──────── Blocco di testo ────────

Con modalità insolite per studiare gli impatti dei cambiamenti climatici, il team di scienziati ha studiato gli umani come si fa per orsi, uccelli e api, al fine di trovare la “nicchia climatica” ovvero le regioni più favorevoli per la prosperità e il benessere delle persone, osservando 6000 anni di storia.
La maggior parte delle persone (quasi il 70%) si concentra in aree con una temperatura media globale di circa 11-15 °C; circa il 30% vive in luoghi con temperature tra 20-25 °C ; quindi 20 milioni di individui vivono con temperature medie superiori ai 29 °C, ben oltre la temperatura ottimale, in un’area che è meno dell’1% della superficie terrestre, n prossimità del deserto del Sahara e nella Penisola arabica.
Sulla base della sua attuale distribuzione, cosa accadrebbe alla popolazione se questa “nicchia” si spostasse e riducesse a causa del riscaldamento globale di origine antropica?
Per rispondere a questo interrogativo, i ricercatori hanno preso in considerazione lo scenario RCP8, previsto dall’ultimo Rapporto di Valutazione (AR5) dal Gruppo Intergovernativo dell’ONU sui cambiamenti climatici (IPCC), che prevede che non siano intraprese le necessarie misure di riduzione delle emissioni di gas serra (ipotesi business-as-usual) e lo scenario SSP3 (A Rocky Road) il percorso socio-economico condiviso, mediano tra i 5 che saranno utilizzati per la redazione dell’AR6, la cui pubblicazione è prevista nel 2021.

──────── Elenco fornito ────────

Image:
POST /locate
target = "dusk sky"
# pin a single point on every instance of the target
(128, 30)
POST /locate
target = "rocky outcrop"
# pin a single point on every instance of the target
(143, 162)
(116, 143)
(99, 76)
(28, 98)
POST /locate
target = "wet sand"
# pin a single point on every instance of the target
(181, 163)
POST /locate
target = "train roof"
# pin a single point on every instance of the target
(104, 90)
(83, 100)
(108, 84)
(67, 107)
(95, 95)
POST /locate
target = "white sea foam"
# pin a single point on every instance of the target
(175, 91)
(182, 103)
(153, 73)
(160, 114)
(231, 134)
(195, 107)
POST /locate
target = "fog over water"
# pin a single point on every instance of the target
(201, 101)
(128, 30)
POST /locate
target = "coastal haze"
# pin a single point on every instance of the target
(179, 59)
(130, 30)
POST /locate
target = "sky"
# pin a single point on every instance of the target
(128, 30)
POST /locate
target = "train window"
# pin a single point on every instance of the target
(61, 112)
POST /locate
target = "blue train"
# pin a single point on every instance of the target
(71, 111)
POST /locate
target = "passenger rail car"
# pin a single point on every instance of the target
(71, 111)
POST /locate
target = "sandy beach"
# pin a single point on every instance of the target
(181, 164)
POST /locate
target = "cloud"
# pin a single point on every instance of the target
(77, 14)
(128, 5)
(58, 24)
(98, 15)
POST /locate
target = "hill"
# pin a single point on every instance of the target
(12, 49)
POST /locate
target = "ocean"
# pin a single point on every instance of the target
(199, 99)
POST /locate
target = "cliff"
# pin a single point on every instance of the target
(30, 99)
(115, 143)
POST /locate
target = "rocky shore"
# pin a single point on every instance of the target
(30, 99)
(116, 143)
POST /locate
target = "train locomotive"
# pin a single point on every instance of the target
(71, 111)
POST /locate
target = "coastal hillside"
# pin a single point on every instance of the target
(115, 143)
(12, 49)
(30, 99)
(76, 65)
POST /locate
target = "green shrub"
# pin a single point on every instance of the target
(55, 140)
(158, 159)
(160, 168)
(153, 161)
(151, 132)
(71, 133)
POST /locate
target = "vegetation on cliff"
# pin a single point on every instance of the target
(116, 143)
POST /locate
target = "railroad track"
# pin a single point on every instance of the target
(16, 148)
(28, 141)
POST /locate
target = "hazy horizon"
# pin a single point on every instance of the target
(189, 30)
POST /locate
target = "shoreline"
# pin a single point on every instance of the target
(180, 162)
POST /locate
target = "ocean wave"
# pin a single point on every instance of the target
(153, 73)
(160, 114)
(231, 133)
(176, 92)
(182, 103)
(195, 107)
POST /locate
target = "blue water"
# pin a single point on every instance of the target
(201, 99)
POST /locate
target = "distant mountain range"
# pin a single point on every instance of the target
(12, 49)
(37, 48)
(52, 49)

────────

# [Consegna 1]
Secondo il testo sulla nicchia climatica, quale quota della popolazione si concentra in aree con una temperatura media di circa 11-15 °C?
# [Consegna 2]
Quali animali cita il testo sulla nicchia climatica come modello per il modo in cui gli scienziati hanno studiato gli umani?

# [Risposta scritta 1]
Quasi il 70%.

# [Risposta scritta 2]
Orsi, uccelli e api.